Selection:
#####

On Wed, Oct 7, 2009 at 2:28 PM, David Glasser <glasser_at_davidglasser.net> wrote:
> On Tue, Oct 6, 2009 at 7:10 PM, Paul Querna <chip_at_force-elite.com> wrote:
>> On Mon, Oct 5, 2009 at 4:31 PM, David Glasser <glasser_at_davidglasser.net> wrote:
>>> On Mon, Oct 5, 2009 at 9:52 AM, Branko Čibej <brane_at_xbc.nu> wrote:
>>>> Daniel Shahaf wrote:
>>>>> Branko Cibej wrote on Mon, 5 Oct 2009 at 18:08 +0200:
>>>>> IIUC, the size of the DB is proportional to the number of (unique)
>>>>> representations. This doesn't tell anything about the amount of space
>>>>> saved (by reusing representations).
>>>> Oh, yes, you're right. Silly me.
>>>> But anyway the question is irrelevant. If we manage to lock up the
>>>> server for tens of seconds because of a slightly larger-than-usual
>>>> commit, we need to fix it. This is pretty much on my plate right now,
>>>> but I'll ask around for help on understanding FSFS details.

#####

Material supplied:
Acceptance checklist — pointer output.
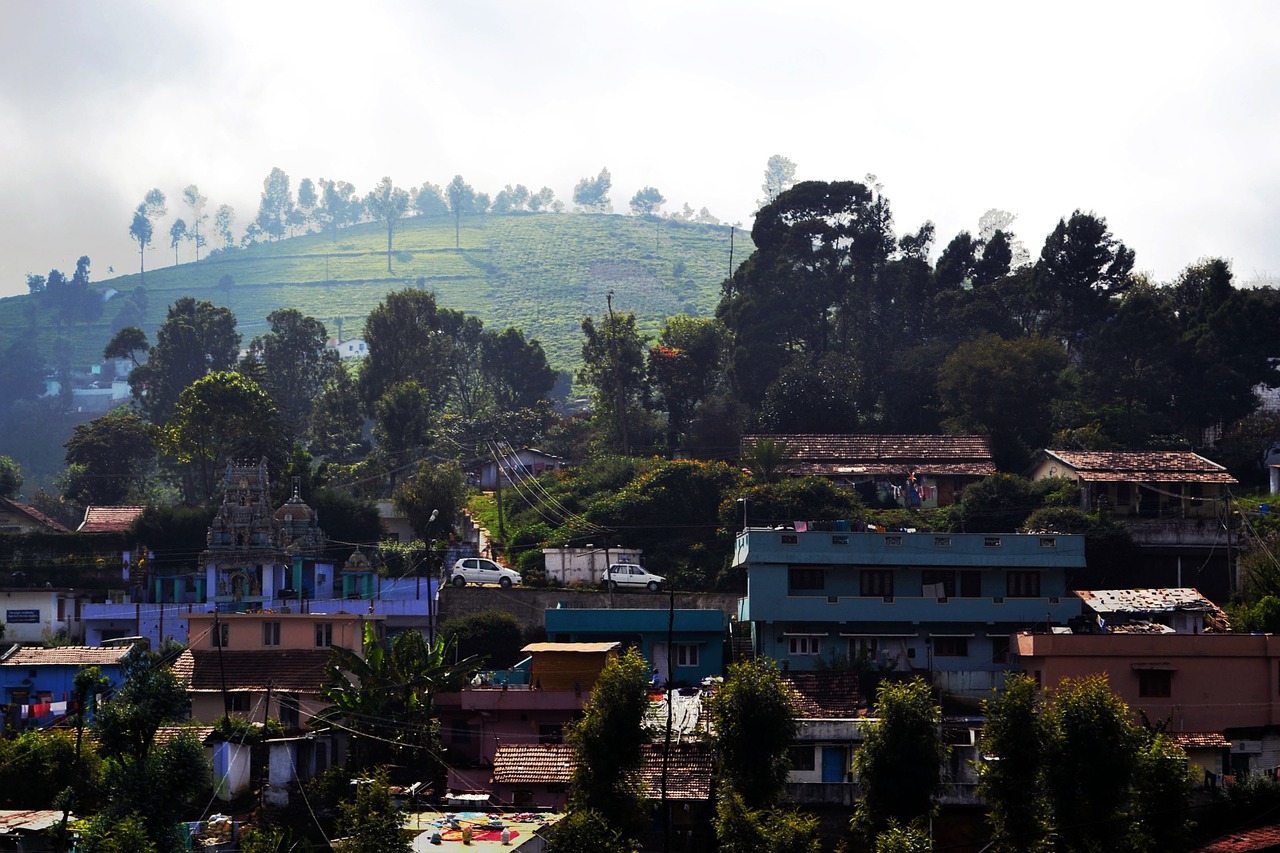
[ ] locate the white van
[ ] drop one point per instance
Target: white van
(478, 570)
(625, 575)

#####

Set tasks:
**a)** Answer these questions using the thread:
(i) On what day and at what time did Paul Querna send his message?
(ii) What is the size of the DB said to be proportional to?
(iii) What kind of commit is named as locking up the server for tens of seconds?
**b)** Write out the thread word for word from "On Wed, Oct" up to and including "number of (unique)".
The listing above comes from a different source than the thread.

Solutions for each task:
**a)**
(i) Tuesday, Oct 6, 2009, at 7:10 PM.
(ii) The number of (unique) representations.
(iii) A slightly larger-than-usual commit.

**b)**
On Wed, Oct 7, 2009 at 2:28 PM, David Glasser <glasser_at_davidglasser.net> wrote:
> On Tue, Oct 6, 2009 at 7:10 PM, Paul Querna <chip_at_force-elite.com> wrote:
>> On Mon, Oct 5, 2009 at 4:31 PM, David Glasser <glasser_at_davidglasser.net> wrote:
>>> On Mon, Oct 5, 2009 at 9:52 AM, Branko Čibej <brane_at_xbc.nu> wrote:
>>>> Daniel Shahaf wrote:
>>>>> Branko Cibej wrote on Mon, 5 Oct 2009 at 18:08 +0200:
>>>>> IIUC, the size of the DB is proportional to the number of (unique)